▶ **Text provided**

=== Section Start ===

SIGHTINGS


 
Horror Stories From
Virginia Mental Hospitals
4-14-98
 
 
RICHMOND, Va. (AP) - A patient at a Virginia state-run mental hospital lay flat on her back, bound hand and foot in heavy leather restraints, for hundreds of hours until she died.
 
At another Virginia psychiatric hospital, a patient died after the hospital failed to treat her despite her complaints and warnings from family that she was dying.
 
The deaths have left Virginia's $700-million mental-health system scrambling to restore public trust amid scrutiny by the U.S. Justice Department, the news media, and harsh criticism by patient-advocacy groups.
 
The state cabinet secretary responsible for the mental-health system promised last month to raise confidence in the system and improve patients' rights protection. "Human rights is a very critical issue. We don't want the feds continuing to come into Virginia and tell us how to run our facilities," Claude Allen said.
 
The U.S. Justice Department has been investigating Virginia's mental hospitals since 1990 for what it says is inadequate patient care that has led to dangerous, sometimes life-threatening situations.
 
Lawsuits were settled last summer in cases involving Eastern State Hospital, Northern Virginia Mental Health Institute and Northern Virginia Training Center, which cares for the mentally retarded.
 
Laurie Flynn of the National Alliance for the Mentally Ill said no state has more federal mental-health investigations as Virginia. "It's a remarkable sign of the relatively poor quality," she said.
 
Gloria Huntley, a patient at Central State Hospital, died in June 1996 after lying in restraints for 300 hours, including two stretches of nearly 110 hours straight, as punishment for outbursts against staff. A memo written a year earlier by her former doctor warned restraints could kill Huntley because she suffered from asthma and epilepsy.
 
The Justice Department sharply rebuked the Petersburg hospital in July 1997, accusing it of failing to protect the rights of Huntley, 31, and other patients by subjecting them to abuse, inadequate care and even death. The state mental-health commissioner resigned two months later.

=== Section End ===

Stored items
=== Section Start ===

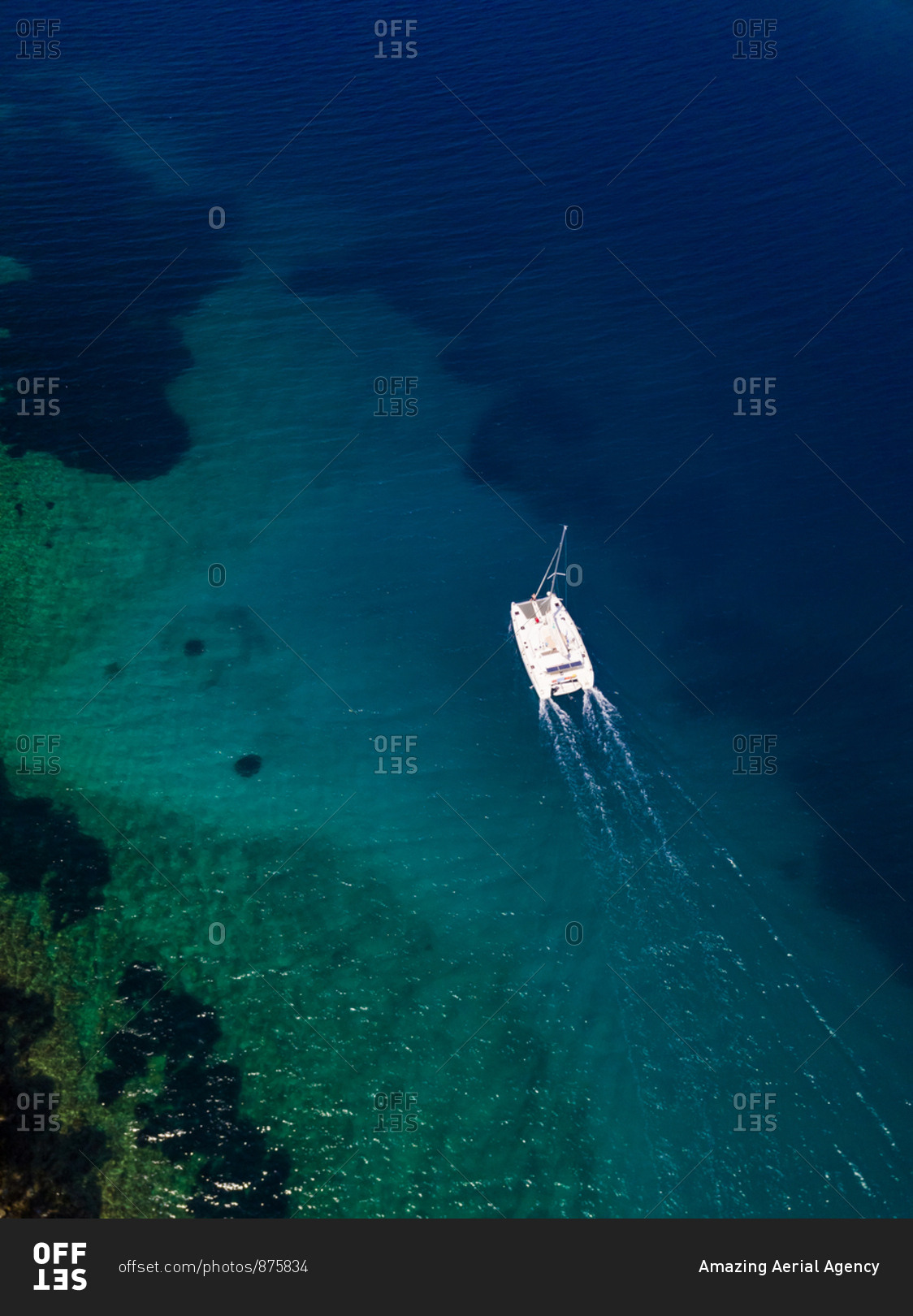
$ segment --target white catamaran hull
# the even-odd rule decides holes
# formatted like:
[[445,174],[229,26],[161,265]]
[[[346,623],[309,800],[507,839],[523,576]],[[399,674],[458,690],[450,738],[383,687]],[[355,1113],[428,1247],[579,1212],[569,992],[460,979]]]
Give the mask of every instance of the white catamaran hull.
[[551,590],[510,604],[520,657],[539,699],[593,688],[593,665],[570,612]]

=== Section End ===

▶ **Exercise instructions**
Continue the news report on patient deaths in Virginia's mental hospitals, starting after its last sentence.

▶ **Exercise output**
 
The hospital chief was transferred and Virginia is now spending millions of dollars to fix problems. The amount of time it held patients in seclusion and restraints decreased from 1,100 hours a month in July 1996, to fewer than 200 hours in December 1997, said a report the hospital filed with a state patients' rights agency.
 
The hospital also changed its former policy allowing restraints to be used as punishment. Now, they're used only for patients who are a danger to themselves or others.
 
At Western State Hospital in Staunton, patient records show nothing was done for Maura Patten between July 3, 1997, when her sister told the hospital Patten feared she was dying, and July 7, when she was found dead in her bed. A wheezing Patten, 41, called her family and said she was not allowed to carry her inhaler, even though she had nearly died from respiratory failure three years earlier.
 
At the same hospital, Carl McCloskey claimed his son, John McCloskey, 19, was sodomized with a broom-like handle so savagely by staff his bowel was torn and his liver punctured. The teenager became violently ill at the mental hospital and lapsed into a coma, dying 14 months later. Western State Hospital has strongly denied the charges.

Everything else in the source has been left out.